**GIVEN TEXT**
Davis also directed the California Air Resources Board to establish a State Emissions Offset Bank to allow power producers to pay "mitigation fees" to compensate for increased operations. These fees would be used to maintain state and federal air quality standards by cleaning up facilities that pollute air, such as older power plants and diesel machinery.

The governor's executive orders provide for an additional 500 megawatts of electricity production by July of 2002, and another 20,000 by the summer of 2004 -- all of which would generate from new power plants. One megawatt is enough to power 1,000 homes.


-- Martin Thompson (mthom1927@aol.com), February 09, 2001


Sorry folks,

Just another California story. But then again it is not just about California anymore. The events in California will be effecting the entire U.S.for many years to come.

-- Martin Thompson (mthom1927@aol.com), February 09, 2001.

(Dataset excerpts)
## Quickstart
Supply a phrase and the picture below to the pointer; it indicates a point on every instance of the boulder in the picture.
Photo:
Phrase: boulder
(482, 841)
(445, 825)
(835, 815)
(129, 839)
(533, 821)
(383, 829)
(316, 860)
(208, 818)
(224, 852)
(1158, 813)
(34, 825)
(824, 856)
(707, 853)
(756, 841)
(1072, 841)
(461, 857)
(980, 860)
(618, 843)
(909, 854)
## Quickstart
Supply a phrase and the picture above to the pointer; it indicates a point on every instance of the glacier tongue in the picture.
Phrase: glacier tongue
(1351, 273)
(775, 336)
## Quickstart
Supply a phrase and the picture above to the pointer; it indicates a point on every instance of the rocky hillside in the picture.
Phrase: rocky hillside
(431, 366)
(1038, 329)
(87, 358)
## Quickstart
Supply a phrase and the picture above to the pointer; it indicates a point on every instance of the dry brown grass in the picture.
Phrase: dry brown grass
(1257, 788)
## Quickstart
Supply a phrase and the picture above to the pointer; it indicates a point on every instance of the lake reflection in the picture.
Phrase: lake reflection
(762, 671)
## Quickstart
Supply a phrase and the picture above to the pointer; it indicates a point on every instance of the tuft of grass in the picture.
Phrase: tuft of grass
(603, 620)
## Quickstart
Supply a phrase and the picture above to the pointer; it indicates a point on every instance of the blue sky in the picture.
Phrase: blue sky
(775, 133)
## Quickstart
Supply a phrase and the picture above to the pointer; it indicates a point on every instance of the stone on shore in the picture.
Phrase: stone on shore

**WHAT YOU WILL DO**
1) In the California power post, how many homes can one megawatt supply with power?
2) Shorten the paragraph of the California power post that begins "The governor's executive orders provide" to a single sentence that keeps its main facts.
3) Carry the California power post on from its final line.
The data has no role in any of this work.

**RESULTS OF THE TASKS**
1) One megawatt is enough to power 1,000 homes.

2) The governor's executive orders call for 500 more megawatts by July 2002 and another 20,000 by summer 2004, all from new power plants, with one megawatt powering 1,000 homes.

3)
Martin- absolutely. Anyone who believes that this is "only" a California story is being shortsighted. Can see this happening in many sectors- like food. Farmers being told "you must produce the same amount of the crop you did last year" despite exhorbitant and prohibitive fuel and fertilizer prices- because failure to do so "is a public health issue". What about truckers- they "must" truck the food/supplies/whatever, even at a net loss, because failure to do so will "hurt the public interest". Who's going to pay the piper? Linda

-- Linda (gravesfarm@madbbs.com), February 09, 2001.

Here is another problem around the country. The events in California are making other states rethink there policies on this subject.


WASHINGTON -- Alarmed by California's power crisis and what it could mean for electrical grids across the country, officials in state after state are flipping the off switch - at least temporarily - on their own deregulation plans.

The backlash will slow, by several years at least, the transition from state-regulated to free-market electrical systems, short- circuiting a public policy trend that seemed almost unstoppable not long ago.


-- Martin Thompson (mthom1927@aol.com), February 09, 2001.

URL for above for the rest of the article


-- Martin Thompson (mthom1927@aol.com), February 09, 2001.

"(Davis)directed the California Energy Commission to use its emergency procedures to hasten sitings for natural gas-fired power plants, ordered an extension of operating hours for existing power plants and waived cumbersome timelines for retrofits of older plants."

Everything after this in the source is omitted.